Landmark Mental Health Bill Approved in the House
If you’ve ever sat in the Gallery of the House of Representatives, you get a simultaneous sense of grandeur and individual impact. Grandeur in the enormity, the incredible art, and architecture, the urgent sense of purpose that pervades the space. Individual impact in the stories of people whose lives will be saved, changed and improved with the legislation being discussed and debated. Last Wednesday, July 6th, I had the incredible opportunity to watch, from a seat in that Gallery, the House of Representatives debate and then vote on the Helping Families in Mental Health Crisis Act championed by Rep. Tim Murphy from Pennsylvania. The bill passed by a stunning 422-2 vote. There were tears in the eyes and on the cheeks of my colleagues gathered there and elsewhere to see this moment occur. Our collective spirits soared as the yes votes poured in. The gavel marking the finalizing of the vote and passage of the bill echoed in our hearts and minds.
Commonly referred to as the “Mental Health Reform Bill,” this bill stands to impact many and address some of the mental health service shortcomings our system, our country, and our citizens grapple with daily. While there may be a lot to say about what’s good about the bill, what’s missing, where it could improve, and how we take the next steps to do, even more, I want to focus on one part of the bill that is near and dear to the hearts of so many people involved in the world of eating disorder treatment, prevention, and advocacy.

• MATERIAL
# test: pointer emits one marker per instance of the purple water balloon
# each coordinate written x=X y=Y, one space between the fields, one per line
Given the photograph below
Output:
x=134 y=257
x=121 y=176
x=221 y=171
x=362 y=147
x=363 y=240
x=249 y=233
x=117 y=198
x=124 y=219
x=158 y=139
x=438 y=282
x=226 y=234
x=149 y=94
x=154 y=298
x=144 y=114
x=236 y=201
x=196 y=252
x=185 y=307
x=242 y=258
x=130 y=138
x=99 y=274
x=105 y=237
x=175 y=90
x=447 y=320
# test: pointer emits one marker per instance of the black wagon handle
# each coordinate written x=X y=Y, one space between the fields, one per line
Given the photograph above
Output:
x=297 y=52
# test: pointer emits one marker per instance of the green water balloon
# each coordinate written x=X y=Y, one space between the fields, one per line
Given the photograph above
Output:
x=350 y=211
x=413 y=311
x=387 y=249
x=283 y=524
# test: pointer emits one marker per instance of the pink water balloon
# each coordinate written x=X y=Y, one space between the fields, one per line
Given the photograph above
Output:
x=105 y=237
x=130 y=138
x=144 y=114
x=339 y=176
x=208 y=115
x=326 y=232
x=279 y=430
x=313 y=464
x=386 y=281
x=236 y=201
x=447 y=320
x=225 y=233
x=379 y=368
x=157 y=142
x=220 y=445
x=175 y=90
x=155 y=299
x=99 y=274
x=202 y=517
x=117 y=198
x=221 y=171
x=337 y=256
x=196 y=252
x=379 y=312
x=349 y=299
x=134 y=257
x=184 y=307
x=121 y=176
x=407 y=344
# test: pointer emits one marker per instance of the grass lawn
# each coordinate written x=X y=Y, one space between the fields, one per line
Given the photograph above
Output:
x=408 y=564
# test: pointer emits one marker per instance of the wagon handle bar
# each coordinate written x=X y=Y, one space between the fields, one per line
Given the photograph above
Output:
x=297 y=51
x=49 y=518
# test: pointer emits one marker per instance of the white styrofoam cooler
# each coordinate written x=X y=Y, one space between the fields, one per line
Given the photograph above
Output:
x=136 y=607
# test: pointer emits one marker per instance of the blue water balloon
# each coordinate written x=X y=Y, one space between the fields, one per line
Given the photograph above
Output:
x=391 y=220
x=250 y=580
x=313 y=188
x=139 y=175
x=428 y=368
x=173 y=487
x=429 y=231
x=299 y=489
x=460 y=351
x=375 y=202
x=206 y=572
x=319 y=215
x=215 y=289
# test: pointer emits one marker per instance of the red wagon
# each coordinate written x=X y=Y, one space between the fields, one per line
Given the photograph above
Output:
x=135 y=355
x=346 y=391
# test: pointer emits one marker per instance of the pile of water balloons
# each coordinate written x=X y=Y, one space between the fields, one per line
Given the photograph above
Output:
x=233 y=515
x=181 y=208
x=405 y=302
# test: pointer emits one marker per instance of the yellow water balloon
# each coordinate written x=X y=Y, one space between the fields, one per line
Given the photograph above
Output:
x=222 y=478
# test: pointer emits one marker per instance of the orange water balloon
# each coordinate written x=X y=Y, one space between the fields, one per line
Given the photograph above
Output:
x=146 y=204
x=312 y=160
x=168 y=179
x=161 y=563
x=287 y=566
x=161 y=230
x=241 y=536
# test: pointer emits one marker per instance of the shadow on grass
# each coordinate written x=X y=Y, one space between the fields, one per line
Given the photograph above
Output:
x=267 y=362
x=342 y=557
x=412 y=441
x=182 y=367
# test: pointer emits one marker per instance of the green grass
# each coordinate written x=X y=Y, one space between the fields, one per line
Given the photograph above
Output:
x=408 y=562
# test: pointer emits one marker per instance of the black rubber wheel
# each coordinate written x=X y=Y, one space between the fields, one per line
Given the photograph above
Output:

• TO-DO LIST
- 1) Retype the part of the mental health bill text starting at "Commonly referred to" and ending at "prevention, and advocacy.".
- 2) Put this sentence from the mental health bill text into Spanish: "The bill passed by a stunning 422-2 vote."
The records are material separate from the text on the mental health bill.

• OUTPUTS
- 1)
Commonly referred to as the “Mental Health Reform Bill,” this bill stands to impact many and address some of the mental health service shortcomings our system, our country, and our citizens grapple with daily. While there may be a lot to say about what’s good about the bill, what’s missing, where it could improve, and how we take the next steps to do, even more, I want to focus on one part of the bill that is near and dear to the hearts of so many people involved in the world of eating disorder treatment, prevention, and advocacy.

- 2) El proyecto de ley fue aprobado por una impresionante votación de 422 a 2.